TASK TO COMPLETE: Copy every row below, requests included, and add 78 to each x and y coordinate in the answers.

- - - - -

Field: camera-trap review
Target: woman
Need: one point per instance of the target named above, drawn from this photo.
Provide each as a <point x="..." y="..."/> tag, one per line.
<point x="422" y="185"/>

- - - - -

EXERCISE RESPONSE:
Field: camera-trap review
Target: woman
Need: one point per instance of the target named above, drawn from this photo.
Provide each as a <point x="..." y="..."/> tag, one per line.
<point x="500" y="263"/>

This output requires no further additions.